Stored items:
============

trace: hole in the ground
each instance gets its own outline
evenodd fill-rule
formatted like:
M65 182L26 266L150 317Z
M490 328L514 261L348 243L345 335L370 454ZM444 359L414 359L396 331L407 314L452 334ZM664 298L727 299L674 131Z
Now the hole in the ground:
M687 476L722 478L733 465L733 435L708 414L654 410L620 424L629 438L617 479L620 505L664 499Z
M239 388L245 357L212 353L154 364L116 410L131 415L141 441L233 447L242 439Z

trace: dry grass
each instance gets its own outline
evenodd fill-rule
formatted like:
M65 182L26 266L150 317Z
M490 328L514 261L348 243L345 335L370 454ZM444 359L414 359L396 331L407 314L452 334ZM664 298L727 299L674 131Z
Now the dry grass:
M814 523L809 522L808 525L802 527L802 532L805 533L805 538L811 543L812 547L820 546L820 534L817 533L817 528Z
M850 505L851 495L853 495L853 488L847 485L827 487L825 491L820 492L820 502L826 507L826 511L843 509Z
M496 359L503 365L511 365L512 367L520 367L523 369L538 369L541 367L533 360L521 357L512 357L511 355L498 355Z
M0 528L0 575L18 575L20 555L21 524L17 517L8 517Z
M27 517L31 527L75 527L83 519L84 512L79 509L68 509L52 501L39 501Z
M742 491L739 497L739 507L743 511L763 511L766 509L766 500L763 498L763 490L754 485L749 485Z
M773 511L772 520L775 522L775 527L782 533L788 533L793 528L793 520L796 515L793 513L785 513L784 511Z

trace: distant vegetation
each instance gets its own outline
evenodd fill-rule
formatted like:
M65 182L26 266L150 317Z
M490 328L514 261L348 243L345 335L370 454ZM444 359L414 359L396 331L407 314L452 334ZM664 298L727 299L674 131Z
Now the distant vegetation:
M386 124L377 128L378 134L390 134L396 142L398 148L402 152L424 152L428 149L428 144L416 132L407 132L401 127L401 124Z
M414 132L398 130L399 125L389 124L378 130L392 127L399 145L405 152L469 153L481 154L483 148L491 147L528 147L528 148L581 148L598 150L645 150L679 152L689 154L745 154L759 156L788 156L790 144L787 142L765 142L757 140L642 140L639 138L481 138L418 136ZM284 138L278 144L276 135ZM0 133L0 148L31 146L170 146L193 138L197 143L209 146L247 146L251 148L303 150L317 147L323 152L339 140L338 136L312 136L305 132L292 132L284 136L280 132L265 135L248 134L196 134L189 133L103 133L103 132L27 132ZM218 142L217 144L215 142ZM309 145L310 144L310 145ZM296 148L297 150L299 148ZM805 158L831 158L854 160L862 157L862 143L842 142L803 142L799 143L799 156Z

============

● TASK BRIEF: Exactly as they stand above, retype all of the records.

● WRITTEN RESPONSE:
trace: hole in the ground
each instance gets its own outline
evenodd fill-rule
formatted like:
M65 182L26 266L150 317Z
M490 328L514 261L348 243L345 335L370 454ZM444 359L414 359L396 331L407 314L452 334ZM664 298L727 299L674 131Z
Now the hole in the ground:
M687 476L722 478L733 465L733 435L708 414L654 410L620 424L629 438L617 479L620 505L664 499Z
M239 388L245 357L212 353L154 364L116 410L131 415L141 441L233 447L242 439Z

trace: dry grass
each instance gets its own outline
evenodd fill-rule
formatted like:
M65 182L26 266L150 317Z
M490 328L514 261L348 243L345 335L370 454ZM444 359L414 359L396 331L407 314L452 334ZM664 298L727 299L674 131Z
Now the dry grass:
M814 523L809 522L808 525L802 527L802 532L805 533L805 538L811 543L812 547L820 546L820 534L817 533L817 528Z
M850 505L851 495L853 495L853 488L847 485L827 487L825 491L820 492L820 502L826 507L826 511L843 509Z
M496 359L503 365L511 365L512 367L520 367L523 369L538 369L541 367L533 360L521 357L512 357L511 355L498 355Z
M0 528L0 575L18 575L20 555L21 524L17 517L8 517Z
M27 517L31 527L75 527L83 519L84 512L79 509L68 509L52 501L39 501Z
M742 491L739 497L739 507L743 511L763 511L766 509L766 500L763 498L763 490L754 485L749 485Z
M773 511L772 520L775 522L775 527L782 533L788 533L793 528L793 520L796 515L793 513L785 513L784 511Z

trace: distant vegetation
each instance gets its own outline
evenodd fill-rule
formatted like:
M65 182L26 266L150 317Z
M490 328L514 261L348 243L345 335L370 454ZM444 359L414 359L396 331L407 314L452 334ZM664 298L727 299L674 131Z
Now the distant vegetation:
M386 124L377 128L378 134L390 134L396 142L398 148L402 152L424 152L428 149L428 144L416 132L407 132L401 127L401 124Z
M414 132L398 130L399 125L389 124L378 130L392 127L399 145L405 152L469 153L481 154L483 148L491 147L528 147L528 148L581 148L598 150L645 150L679 152L689 154L745 154L759 156L788 156L790 144L787 142L765 142L757 140L642 140L639 138L481 138L418 136ZM284 138L278 144L276 135ZM0 133L0 148L31 146L170 146L193 138L197 143L209 146L247 146L251 148L303 150L317 147L323 152L339 140L338 136L312 136L305 132L292 132L284 136L280 132L265 135L248 134L196 134L189 133L103 133L103 132L27 132ZM218 142L217 144L215 142ZM309 145L310 144L310 145ZM296 148L297 150L299 148ZM805 158L831 158L854 160L862 157L862 143L842 142L803 142L799 143L799 156Z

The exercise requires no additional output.